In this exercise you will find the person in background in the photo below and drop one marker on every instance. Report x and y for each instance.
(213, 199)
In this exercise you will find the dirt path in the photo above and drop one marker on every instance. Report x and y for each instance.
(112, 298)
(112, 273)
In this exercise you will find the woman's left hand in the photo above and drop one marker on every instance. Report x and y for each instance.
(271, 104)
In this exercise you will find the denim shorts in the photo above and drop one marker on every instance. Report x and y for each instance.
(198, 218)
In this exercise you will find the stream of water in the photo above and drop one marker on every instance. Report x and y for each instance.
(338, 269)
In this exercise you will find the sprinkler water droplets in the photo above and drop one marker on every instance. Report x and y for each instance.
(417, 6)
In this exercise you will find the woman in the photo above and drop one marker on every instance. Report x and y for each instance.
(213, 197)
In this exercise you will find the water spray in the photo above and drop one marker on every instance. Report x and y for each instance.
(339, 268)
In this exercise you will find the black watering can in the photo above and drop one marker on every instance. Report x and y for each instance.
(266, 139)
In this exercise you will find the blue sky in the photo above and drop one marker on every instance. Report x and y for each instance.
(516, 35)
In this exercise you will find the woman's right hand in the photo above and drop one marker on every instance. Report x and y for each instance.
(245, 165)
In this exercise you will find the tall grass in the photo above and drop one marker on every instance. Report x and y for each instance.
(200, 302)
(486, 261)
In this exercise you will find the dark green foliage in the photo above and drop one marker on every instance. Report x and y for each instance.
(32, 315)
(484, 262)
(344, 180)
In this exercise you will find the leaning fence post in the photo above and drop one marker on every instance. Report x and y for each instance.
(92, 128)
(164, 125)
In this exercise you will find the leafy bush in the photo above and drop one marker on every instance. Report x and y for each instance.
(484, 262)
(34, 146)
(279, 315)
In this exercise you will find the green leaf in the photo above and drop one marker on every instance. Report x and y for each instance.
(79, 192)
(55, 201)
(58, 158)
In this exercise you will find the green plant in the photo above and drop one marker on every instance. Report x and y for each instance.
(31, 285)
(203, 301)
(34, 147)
---------------
Transcribe the full set of records without altering a single character.

Reply to the task:
In this exercise you will find the person in background in the photo below and drop one marker on every instance. Report x and y for each instance.
(213, 199)
In this exercise you will find the dirt path in the photo above and drop one marker on every instance. Report x and y for each instance.
(112, 298)
(112, 273)
In this exercise you will find the woman's left hand in the photo above and drop one marker on every instance. Report x and y for each instance.
(271, 104)
In this exercise you will find the denim shorts in the photo above and drop one marker on every instance. Report x and y for each instance.
(198, 218)
In this exercise you will find the stream of water in the photo above and drop one marker on every instance. Report x and y for each instance.
(338, 269)
In this exercise you will find the sprinkler water droplets in the photo above and drop one marker on every instance. Report x and y for each instance.
(417, 6)
In this exercise you will find the woman in the photo above and drop one marker on every instance. Report x and y for each instance.
(213, 197)
In this exercise you will find the water spray in the photo above and drop one marker on every instance. Report x and y for each instance.
(339, 268)
In this exercise you will find the black watering can in the photo above and drop one marker on every instance. Report x and y for each instance.
(266, 139)
In this exercise you will find the blue sky in the photo above and drop one marker on every instance. Report x and y for each instance.
(516, 35)
In this exercise you will find the woman's right hand in the photo above and drop one marker on every instance. Report x and y for each instance.
(245, 165)
In this exercise you will find the tall grass in the photo above and drop one marker on every instance. Report x and y for each instance.
(200, 302)
(486, 261)
In this exercise you will find the dark green foliage in the photo above and drop one marker on every instance. Report x and y for each instance.
(32, 315)
(484, 262)
(344, 180)
In this exercise you will find the leaning fence post in the photo above and drop one marker on every instance. Report x and y for each instance.
(92, 128)
(164, 125)
In this exercise you will find the leafy bush in the photo above and drop one marker on every instance. Report x and y for each instance.
(484, 262)
(34, 146)
(279, 315)
In this exercise you will find the green leaf in the photo above and drop one marker on every instance. Report x and y for each instance.
(79, 192)
(55, 201)
(58, 158)
In this exercise you will find the green plant in the photo above and drop one marker on every instance. Report x and y for each instance.
(31, 285)
(203, 301)
(34, 147)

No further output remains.